QUOTED TEXT:
┏━━
Part 1: Software Installation, Archiving, and Managing Videos
Part 2: Burning and Transcoding Videos
Part 3: Transferring and Synchronizing Videos
Installation: (10 out of 10)
Ok, lets get to it. Once you’ve purchased and downloaded Video Vault from X Software’s online store, just uncompress the file and execute the setup file. Soon you’ll see a pop-up… add your your user ID and password. Then you’ll be prompted to select your preferred video format NTSC or PAL (depends on your region – users in the U.S. should pick NTSC). Now we’re greeted by a pleasing and easy-to-navigate user interface (more skins are available online) which are divided into three areas. On the left sidebar you’ll find a series of large, graphical buttons: Import Disc, Import File, Import Tape (available only in the Deluxe version), Export to DVD, Export to PVP, Export to PDA, Export to File. The center area is your movie listing display. And, lastly, the right sidebar is your video format settings and control interface for Importing and Exporting videos.
Importing DVD movies into the Video Vault archive: (8.5 out of 10)
┗━━
EXERCISES TO COMPLETE:
a - In one to three sentences, explain what the Video Vault review says should decide the choice between NTSC and PAL during setup, and which format U.S. users should pick.
b - Reproduce the stretch of the Video Vault review from "Ok, lets get" through "and Exporting videos.".

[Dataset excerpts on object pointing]
┏━━
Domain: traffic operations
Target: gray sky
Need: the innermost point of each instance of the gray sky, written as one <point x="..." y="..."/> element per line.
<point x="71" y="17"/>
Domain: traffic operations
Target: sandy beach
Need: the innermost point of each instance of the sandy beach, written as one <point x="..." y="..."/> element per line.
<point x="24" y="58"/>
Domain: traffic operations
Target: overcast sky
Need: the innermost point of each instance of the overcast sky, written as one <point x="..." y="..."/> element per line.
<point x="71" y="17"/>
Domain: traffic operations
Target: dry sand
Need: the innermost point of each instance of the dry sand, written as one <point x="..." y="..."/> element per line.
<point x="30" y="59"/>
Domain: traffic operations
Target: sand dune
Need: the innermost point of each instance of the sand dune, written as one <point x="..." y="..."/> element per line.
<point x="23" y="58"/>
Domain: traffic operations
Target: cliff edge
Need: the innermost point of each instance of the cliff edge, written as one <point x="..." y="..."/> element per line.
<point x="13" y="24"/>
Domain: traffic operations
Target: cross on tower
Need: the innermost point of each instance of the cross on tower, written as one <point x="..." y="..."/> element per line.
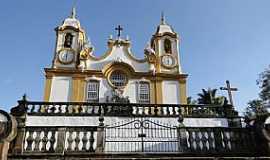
<point x="119" y="29"/>
<point x="229" y="89"/>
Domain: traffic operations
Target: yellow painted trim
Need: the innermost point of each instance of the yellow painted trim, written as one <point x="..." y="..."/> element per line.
<point x="159" y="97"/>
<point x="152" y="92"/>
<point x="82" y="90"/>
<point x="48" y="87"/>
<point x="183" y="91"/>
<point x="114" y="43"/>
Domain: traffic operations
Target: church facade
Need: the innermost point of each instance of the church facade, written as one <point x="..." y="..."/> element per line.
<point x="119" y="107"/>
<point x="78" y="75"/>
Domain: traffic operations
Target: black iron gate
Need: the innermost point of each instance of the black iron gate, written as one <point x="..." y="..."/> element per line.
<point x="141" y="135"/>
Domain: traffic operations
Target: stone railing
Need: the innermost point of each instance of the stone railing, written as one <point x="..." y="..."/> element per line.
<point x="59" y="140"/>
<point x="220" y="141"/>
<point x="117" y="109"/>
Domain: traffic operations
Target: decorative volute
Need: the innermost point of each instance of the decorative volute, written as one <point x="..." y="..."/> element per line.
<point x="165" y="43"/>
<point x="72" y="44"/>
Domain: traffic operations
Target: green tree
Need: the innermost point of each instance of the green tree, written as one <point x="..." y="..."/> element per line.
<point x="209" y="97"/>
<point x="191" y="101"/>
<point x="264" y="84"/>
<point x="255" y="109"/>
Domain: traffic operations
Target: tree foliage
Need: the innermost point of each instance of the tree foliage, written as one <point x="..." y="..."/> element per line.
<point x="264" y="84"/>
<point x="258" y="107"/>
<point x="255" y="108"/>
<point x="209" y="97"/>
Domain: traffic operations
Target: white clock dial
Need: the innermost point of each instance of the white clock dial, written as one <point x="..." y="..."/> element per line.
<point x="66" y="56"/>
<point x="168" y="61"/>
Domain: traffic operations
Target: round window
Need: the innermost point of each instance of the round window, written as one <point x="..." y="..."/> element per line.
<point x="118" y="79"/>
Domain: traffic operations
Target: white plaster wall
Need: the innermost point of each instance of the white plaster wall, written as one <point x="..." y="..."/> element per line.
<point x="131" y="91"/>
<point x="170" y="92"/>
<point x="106" y="90"/>
<point x="61" y="89"/>
<point x="118" y="53"/>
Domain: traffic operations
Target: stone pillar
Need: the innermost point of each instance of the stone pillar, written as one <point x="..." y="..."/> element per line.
<point x="19" y="113"/>
<point x="8" y="131"/>
<point x="100" y="134"/>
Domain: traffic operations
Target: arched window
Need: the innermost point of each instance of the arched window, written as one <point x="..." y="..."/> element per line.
<point x="92" y="91"/>
<point x="167" y="46"/>
<point x="68" y="40"/>
<point x="118" y="79"/>
<point x="143" y="92"/>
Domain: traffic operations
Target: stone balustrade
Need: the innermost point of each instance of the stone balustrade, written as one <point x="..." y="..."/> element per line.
<point x="129" y="109"/>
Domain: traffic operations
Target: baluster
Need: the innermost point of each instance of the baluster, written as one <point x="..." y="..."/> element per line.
<point x="48" y="143"/>
<point x="155" y="110"/>
<point x="136" y="110"/>
<point x="162" y="110"/>
<point x="44" y="141"/>
<point x="174" y="110"/>
<point x="84" y="141"/>
<point x="70" y="140"/>
<point x="53" y="109"/>
<point x="52" y="141"/>
<point x="168" y="110"/>
<point x="37" y="141"/>
<point x="60" y="109"/>
<point x="29" y="141"/>
<point x="91" y="149"/>
<point x="150" y="110"/>
<point x="32" y="110"/>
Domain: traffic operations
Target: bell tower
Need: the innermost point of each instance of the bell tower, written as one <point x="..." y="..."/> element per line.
<point x="165" y="42"/>
<point x="70" y="38"/>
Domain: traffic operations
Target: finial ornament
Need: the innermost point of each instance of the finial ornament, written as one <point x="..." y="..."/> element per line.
<point x="163" y="18"/>
<point x="119" y="29"/>
<point x="73" y="13"/>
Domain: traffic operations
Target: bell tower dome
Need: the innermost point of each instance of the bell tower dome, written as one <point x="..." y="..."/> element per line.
<point x="70" y="38"/>
<point x="165" y="42"/>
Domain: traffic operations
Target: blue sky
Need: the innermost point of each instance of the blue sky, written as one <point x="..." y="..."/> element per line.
<point x="220" y="40"/>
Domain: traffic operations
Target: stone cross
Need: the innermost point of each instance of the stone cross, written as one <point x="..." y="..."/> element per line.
<point x="119" y="29"/>
<point x="229" y="90"/>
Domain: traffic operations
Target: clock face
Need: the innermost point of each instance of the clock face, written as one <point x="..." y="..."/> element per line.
<point x="168" y="61"/>
<point x="66" y="56"/>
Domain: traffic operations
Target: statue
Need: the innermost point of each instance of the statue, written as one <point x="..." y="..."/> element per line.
<point x="87" y="49"/>
<point x="117" y="97"/>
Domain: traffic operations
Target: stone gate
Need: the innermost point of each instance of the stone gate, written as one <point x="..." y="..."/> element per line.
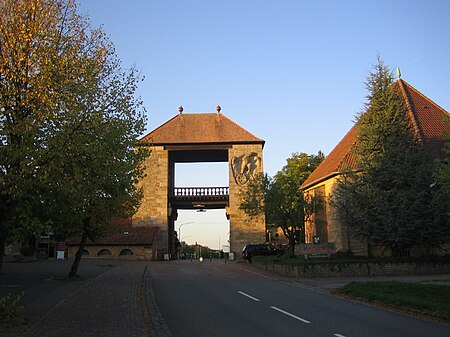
<point x="199" y="137"/>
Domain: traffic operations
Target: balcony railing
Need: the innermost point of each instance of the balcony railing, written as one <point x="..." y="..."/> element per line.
<point x="203" y="193"/>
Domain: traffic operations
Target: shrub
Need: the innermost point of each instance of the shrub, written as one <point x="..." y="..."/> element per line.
<point x="11" y="310"/>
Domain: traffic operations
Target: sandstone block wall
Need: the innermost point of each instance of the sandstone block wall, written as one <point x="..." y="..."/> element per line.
┗━━
RESULTS FOR THE EXERCISE:
a - The choice between NTSC and PAL depends on the user's region. Users in the U.S. should pick NTSC.

b -
Ok, lets get to it. Once you’ve purchased and downloaded Video Vault from X Software’s online store, just uncompress the file and execute the setup file. Soon you’ll see a pop-up… add your your user ID and password. Then you’ll be prompted to select your preferred video format NTSC or PAL (depends on your region – users in the U.S. should pick NTSC). Now we’re greeted by a pleasing and easy-to-navigate user interface (more skins are available online) which are divided into three areas. On the left sidebar you’ll find a series of large, graphical buttons: Import Disc, Import File, Import Tape (available only in the Deluxe version), Export to DVD, Export to PVP, Export to PDA, Export to File. The center area is your movie listing display. And, lastly, the right sidebar is your video format settings and control interface for Importing and Exporting videos.